**REQUIREMENT**
Can you pick up the tutorial on SQL table aliases at its last sentence and keep writing it?

**TEXT SECTION**
[Start]

Monday, 16 November 2020

SQL: Table Aliases

 

When you are working with more than one table, you need a way to identify which table you are referring to. There are two ways to do this.

a.   Use the table name (ex: employee.emp_id)

b.   Using table alias name

 

Using table name

Let’s create two tables customer and customer_orders.

 

CREATE TABLE customer (

    customer_id int AUTO_INCREMENT,

    name varchar(20) NOT NULL,

    email_id varchar(20) NOT NULL,

    PRIMARY KEY(customer_id)

);

 

CREATE TABLE customer_orders (

    order_id int AUTO_INCREMENT,

    order_code varchar(20) NOT NULL,

    discount int NOT NULL,

    cust_id int,

    PRIMARY KEY(order_id),

    CONSTRAINT fk_fav_orders_cust_id FOREIGN KEY (cust_id) REFERENCES customer(customer_id)

);

 

Let’s insert some data to customer and customer_orders table.

[End]

**DATA ROWS**
[Start]

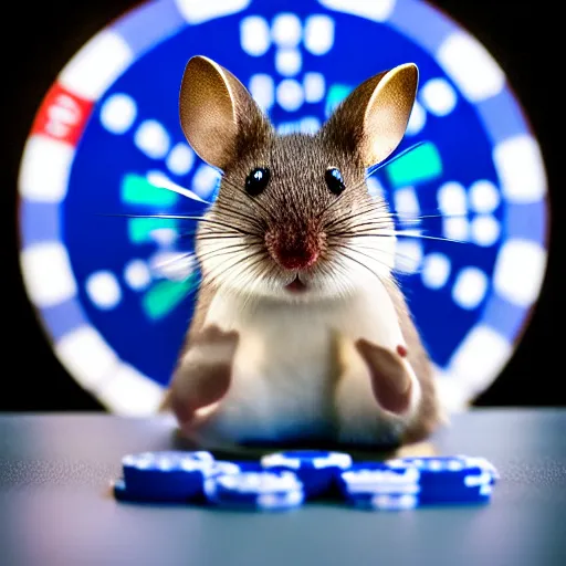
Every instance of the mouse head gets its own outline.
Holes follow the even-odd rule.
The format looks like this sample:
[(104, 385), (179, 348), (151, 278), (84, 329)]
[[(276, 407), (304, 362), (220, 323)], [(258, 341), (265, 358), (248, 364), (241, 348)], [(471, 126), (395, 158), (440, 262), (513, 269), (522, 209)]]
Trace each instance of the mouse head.
[(401, 142), (418, 84), (413, 64), (375, 75), (313, 134), (277, 135), (242, 83), (196, 56), (179, 97), (187, 140), (222, 171), (199, 224), (203, 281), (287, 301), (334, 297), (389, 277), (394, 223), (367, 168)]

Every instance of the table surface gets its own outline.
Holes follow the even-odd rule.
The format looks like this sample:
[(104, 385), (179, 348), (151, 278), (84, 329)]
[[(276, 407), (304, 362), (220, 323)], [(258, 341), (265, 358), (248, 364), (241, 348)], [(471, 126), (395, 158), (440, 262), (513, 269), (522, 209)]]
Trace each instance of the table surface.
[(2, 415), (0, 564), (565, 565), (565, 431), (566, 410), (478, 409), (436, 434), (497, 467), (486, 506), (270, 514), (114, 501), (124, 454), (176, 446), (169, 419)]

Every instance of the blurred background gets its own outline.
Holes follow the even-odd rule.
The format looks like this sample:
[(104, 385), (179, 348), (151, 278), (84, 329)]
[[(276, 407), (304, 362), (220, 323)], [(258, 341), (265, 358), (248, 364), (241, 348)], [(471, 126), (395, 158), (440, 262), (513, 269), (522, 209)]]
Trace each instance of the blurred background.
[[(417, 323), (447, 389), (460, 391), (452, 395), (460, 395), (458, 402), (566, 405), (562, 371), (552, 367), (564, 334), (556, 256), (565, 220), (556, 139), (564, 49), (553, 3), (153, 4), (13, 7), (17, 33), (10, 43), (4, 38), (2, 88), (0, 410), (145, 413), (165, 387), (197, 284), (190, 239), (174, 245), (171, 238), (180, 241), (175, 223), (109, 216), (196, 213), (213, 199), (214, 172), (186, 147), (177, 124), (182, 67), (197, 53), (234, 72), (281, 130), (316, 128), (355, 84), (416, 61), (421, 87), (401, 149), (424, 145), (379, 171), (370, 190), (409, 219), (422, 217), (422, 233), (468, 240), (403, 241), (412, 263), (400, 265), (401, 280)], [(222, 17), (214, 13), (222, 10)], [(111, 28), (95, 55), (75, 57)], [(462, 29), (495, 67), (481, 50), (459, 43)], [(88, 118), (82, 129), (73, 125), (76, 112)], [(32, 133), (63, 140), (74, 154), (30, 143)], [(511, 159), (502, 157), (502, 142), (511, 142)], [(154, 190), (165, 186), (174, 191)], [(179, 200), (179, 187), (192, 197)], [(438, 219), (424, 219), (434, 212)], [(25, 254), (25, 286), (20, 251), (55, 237), (66, 255), (41, 245), (41, 256)], [(511, 240), (521, 245), (505, 247)], [(179, 253), (182, 261), (169, 261)], [(57, 275), (61, 261), (71, 281)], [(507, 271), (497, 279), (502, 264)]]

[End]

**OUTPUT OF THE EXERCISE**
 

INSERT INTO customer(name, email_id) VALUES ('Gopi', 'gopi@abcdef.com');

INSERT INTO customer(name, email_id) VALUES ('Jaideep', 'jaideep@abcdef.com');

INSERT INTO customer(name, email_id) VALUES ('Nisya', 'nisya@abcdef.com');

 

 

INSERT INTO customer_orders(order_code, discount, cust_id) VALUES ('LAP-123', 231, 3);

INSERT INTO customer_orders(order_code, discount, cust_id) VALUES ('OnePlu-9', 789, 1);

 

Let’s print data from tables.

mysql> SELECT * FROM customer;
+-------------+---------+--------------------+
| customer_id | name    | email_id           |
+-------------+---------+--------------------+
|           1 | Gopi    | gopi@abcdef.com    |
|           2 | Jaideep | jaideep@abcdef.com |
|           3 | Nisya   | nisya@abcdef.com   |
+-------------+---------+--------------------+
3 rows in set (0.00 sec)

mysql> 
mysql> SELECT * FROM customer_orders;
+----------+------------+----------+---------+
| order_id | order_code | discount | cust_id |
+----------+------------+----------+---------+
|        1 | LAP-123    |      231 |       3 |
|        2 | OnePlu-9   |      789 |       1 |
+----------+------------+----------+---------+
2 rows in set (0.00 sec)

 

Get all the customers and their orders data.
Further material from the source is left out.